Document segment:
*****

Assessments of the economic outlook also deteriorated. The ‘economy, next 12 months’ sub-index was down 5.8% to 90.4 and the ‘economy, next 5 years’ sub-index fell by 4.1% to 96.2.

The surge in prices continues to bite hard on attitudes towards spending, the ‘time to buy a major household item’ sub-index down by 5.7% to 92.6. To put this into perspective, this is near the low seen during Victoria’s ‘second wave’ outbreak in 2020, when health concerns were discouraging shoppers, and, prior to the pandemic, the lowest read since the GFC. The current level of this sub-index is 27% below its long run average of 126.3.

The sharp fall in confidence even spread to what have otherwise been very upbeat labour market expectations. The Westpac-Melbourne Institute Unemployment Expectations Index increased 10.5% to 109.6 (recall that a rise means more respondents expect a rise in the unemployment rate – a worsening outlook).

The index is still well below the long-term average of around 130 and remains a positive assessment of the labour market.

Not surprisingly, the prospect of rising interest rates is weighing heavily on confidence in the housing market.

The ‘’time to buy a dwelling’ index, which was already 40% below its most recent peak in November 2020, fell a further 1.5% in May. The Index, which is principally affected by affordability, is now at its lowest level since April 2008 when, due to rising inflation, the RBA felt obliged to raise rates in both February
and March despite the looming Global Financial Crisis.

*****

Data section:
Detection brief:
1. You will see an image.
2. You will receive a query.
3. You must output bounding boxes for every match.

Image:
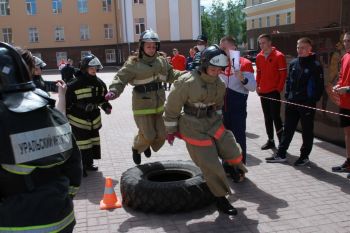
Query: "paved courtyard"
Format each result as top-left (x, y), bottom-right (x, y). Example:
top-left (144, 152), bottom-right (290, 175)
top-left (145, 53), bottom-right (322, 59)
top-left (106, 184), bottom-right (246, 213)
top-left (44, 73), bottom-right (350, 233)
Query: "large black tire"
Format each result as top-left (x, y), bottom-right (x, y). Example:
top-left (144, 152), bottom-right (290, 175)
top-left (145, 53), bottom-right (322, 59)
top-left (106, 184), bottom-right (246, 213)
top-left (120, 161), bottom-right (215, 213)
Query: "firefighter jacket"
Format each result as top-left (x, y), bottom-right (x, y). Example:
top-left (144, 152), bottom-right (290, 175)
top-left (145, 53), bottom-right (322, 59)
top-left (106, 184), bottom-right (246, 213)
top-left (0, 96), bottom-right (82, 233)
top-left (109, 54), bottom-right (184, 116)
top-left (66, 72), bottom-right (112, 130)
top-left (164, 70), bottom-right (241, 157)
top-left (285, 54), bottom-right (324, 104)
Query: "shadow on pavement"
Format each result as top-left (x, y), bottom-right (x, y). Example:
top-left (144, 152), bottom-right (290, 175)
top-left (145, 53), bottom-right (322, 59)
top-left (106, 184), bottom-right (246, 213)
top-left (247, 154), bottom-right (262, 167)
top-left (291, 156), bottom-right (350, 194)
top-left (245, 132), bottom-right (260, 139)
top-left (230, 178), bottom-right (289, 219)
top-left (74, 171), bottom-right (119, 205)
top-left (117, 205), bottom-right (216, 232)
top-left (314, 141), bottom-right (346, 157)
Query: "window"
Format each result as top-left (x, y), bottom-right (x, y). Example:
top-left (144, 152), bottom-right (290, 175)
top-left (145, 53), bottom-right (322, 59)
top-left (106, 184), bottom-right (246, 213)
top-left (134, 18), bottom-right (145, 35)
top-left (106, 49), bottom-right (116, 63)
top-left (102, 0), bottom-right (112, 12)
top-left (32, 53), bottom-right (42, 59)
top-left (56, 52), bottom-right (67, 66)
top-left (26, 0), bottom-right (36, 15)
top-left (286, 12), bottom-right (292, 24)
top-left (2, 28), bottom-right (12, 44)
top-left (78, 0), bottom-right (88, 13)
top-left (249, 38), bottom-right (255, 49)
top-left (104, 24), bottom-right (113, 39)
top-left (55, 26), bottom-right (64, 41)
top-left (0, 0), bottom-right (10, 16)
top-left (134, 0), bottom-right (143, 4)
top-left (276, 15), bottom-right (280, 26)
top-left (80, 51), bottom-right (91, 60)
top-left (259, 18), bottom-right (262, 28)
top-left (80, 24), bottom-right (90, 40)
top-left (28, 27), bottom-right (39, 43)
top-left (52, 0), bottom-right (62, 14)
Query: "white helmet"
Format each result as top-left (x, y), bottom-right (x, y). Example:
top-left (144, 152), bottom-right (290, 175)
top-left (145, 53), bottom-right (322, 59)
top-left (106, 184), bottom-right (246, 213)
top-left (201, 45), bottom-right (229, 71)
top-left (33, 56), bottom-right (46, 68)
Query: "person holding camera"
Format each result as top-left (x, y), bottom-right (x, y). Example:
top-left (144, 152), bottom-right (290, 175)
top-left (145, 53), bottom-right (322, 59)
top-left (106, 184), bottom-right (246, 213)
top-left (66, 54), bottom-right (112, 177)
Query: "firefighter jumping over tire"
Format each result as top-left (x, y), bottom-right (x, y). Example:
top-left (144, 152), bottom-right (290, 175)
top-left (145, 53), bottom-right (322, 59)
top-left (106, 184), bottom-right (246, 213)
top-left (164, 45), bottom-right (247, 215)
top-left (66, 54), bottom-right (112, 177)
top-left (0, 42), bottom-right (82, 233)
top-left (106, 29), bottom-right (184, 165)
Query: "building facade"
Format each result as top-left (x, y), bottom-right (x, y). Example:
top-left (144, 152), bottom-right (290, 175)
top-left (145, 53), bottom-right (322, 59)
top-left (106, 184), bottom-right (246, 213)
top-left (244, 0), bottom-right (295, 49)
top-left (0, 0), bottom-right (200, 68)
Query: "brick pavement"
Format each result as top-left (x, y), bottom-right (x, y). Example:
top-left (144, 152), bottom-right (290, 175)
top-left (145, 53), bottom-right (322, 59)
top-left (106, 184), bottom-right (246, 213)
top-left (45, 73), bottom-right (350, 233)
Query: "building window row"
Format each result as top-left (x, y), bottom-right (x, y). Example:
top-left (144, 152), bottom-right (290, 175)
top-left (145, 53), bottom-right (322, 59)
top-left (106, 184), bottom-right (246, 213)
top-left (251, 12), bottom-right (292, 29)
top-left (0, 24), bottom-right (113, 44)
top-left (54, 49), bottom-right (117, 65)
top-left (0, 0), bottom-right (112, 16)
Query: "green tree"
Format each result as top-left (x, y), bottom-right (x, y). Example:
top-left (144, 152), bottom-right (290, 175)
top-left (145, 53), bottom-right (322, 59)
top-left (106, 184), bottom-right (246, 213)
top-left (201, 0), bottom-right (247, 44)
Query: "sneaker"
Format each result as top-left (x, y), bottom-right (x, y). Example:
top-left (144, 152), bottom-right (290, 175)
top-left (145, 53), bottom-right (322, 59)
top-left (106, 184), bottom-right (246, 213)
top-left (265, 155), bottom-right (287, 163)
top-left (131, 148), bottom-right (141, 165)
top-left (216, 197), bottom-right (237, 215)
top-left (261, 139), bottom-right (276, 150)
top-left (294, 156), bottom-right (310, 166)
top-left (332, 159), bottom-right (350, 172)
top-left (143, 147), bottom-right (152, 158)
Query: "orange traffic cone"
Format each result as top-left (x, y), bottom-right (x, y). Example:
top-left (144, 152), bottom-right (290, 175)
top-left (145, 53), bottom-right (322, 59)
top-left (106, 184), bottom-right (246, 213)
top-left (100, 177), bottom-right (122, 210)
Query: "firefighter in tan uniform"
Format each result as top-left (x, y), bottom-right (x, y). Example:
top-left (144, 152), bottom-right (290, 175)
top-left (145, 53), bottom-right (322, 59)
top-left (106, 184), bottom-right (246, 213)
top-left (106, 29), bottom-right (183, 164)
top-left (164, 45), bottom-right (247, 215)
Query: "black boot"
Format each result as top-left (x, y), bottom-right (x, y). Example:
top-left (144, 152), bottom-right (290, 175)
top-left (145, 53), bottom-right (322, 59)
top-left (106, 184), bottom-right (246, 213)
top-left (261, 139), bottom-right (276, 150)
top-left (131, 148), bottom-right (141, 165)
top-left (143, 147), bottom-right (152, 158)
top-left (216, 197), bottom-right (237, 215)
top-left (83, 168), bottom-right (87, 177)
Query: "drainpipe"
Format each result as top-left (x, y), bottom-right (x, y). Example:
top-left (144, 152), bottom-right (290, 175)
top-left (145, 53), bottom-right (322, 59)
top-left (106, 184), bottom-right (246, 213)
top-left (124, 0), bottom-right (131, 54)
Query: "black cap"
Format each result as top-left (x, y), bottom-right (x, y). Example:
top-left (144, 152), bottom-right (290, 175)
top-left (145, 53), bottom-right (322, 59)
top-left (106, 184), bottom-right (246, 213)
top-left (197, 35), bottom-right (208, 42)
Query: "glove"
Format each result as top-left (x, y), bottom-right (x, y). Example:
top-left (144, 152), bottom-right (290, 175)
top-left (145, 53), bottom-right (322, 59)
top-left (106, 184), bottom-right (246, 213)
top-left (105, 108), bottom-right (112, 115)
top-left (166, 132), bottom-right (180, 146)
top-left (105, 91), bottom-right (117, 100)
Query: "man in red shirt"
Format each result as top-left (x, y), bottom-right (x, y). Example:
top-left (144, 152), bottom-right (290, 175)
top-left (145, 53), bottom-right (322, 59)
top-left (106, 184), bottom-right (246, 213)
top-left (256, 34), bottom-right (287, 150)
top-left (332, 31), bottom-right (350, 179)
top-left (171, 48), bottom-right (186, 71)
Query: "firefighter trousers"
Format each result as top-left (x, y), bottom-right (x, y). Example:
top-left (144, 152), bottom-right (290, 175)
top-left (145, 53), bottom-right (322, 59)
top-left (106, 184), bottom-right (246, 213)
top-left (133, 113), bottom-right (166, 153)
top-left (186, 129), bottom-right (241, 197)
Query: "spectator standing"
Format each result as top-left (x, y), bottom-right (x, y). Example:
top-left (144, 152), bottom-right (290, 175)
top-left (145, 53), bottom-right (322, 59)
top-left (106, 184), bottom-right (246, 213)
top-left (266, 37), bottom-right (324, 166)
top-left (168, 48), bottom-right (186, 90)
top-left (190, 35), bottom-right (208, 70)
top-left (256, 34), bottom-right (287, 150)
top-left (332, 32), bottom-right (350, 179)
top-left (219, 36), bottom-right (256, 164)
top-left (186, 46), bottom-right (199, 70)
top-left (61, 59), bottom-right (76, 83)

*****

Your tasks:
[A] Answer these questions using the consumer sentiment excerpt:
(i) To what level did the 'economy, next 5 years' sub-index fall?
(ii) What is the long run average of the 'time to buy a major household item' sub-index?
(iii) By what percentage did the Westpac-Melbourne Institute Unemployment Expectations Index increase?
[B] Does the consumer sentiment excerpt support each statement below? Answer yes or no, and quote the words from the excerpt that settle it.
(i) The 'economy, next 12 months' sub-index fell by 4.1%.
(ii) The Unemployment Expectations Index remains below its long-term average.
(iii) The index on the time to buy a dwelling is principally affected by affordability.
[C] Carry on the consumer sentiment excerpt from the point where it stops.

Answers by item:
[A]
(i) 96.2
(ii) 126.3
(iii) 10.5%

[B]
(i) No: "The ‘economy, next 12 months’ sub-index was down 5.8% to 90.4"
(ii) Yes: "The index is still well below the long-term average of around 130"
(iii) Yes: "The Index, which is principally affected by affordability"

[C]
The outlook for house prices is also starting to deteriorate more rapidly. The Westpac Melbourne Institute Index of House Price Expectations fell by 9.4% to 121.4. Most respondents still expect house prices to rise over the next year – indicated by an index read above 100. The latest read compares to the consistent
sub-100 prints seen in 2018 and 2019 when house prices were correcting by 12–15% in the Sydney and Melbourne markets.

While all major state indexes saw declines, the largest was in Queensland (–22%) which was coming off a very positive 154.8 in April. Falls in other states were more modest – Victoria (–6.2%); NSW (–4.5%) and WA (–5.4%). The indexes in Victoria (112.7) and NSW (116.9) are now well below the national average (121.41).

The Reserve Bank Board next meets on June 7. Having now begun its tightening cycle the Board is almost certain to follow up the move in May with a further move in June. The specific task of reducing demand-related inflation pressures and containing inflationary expectations is now at hand and the disturbing signal from today’s sentiment report should not dissuade the Board from that objective.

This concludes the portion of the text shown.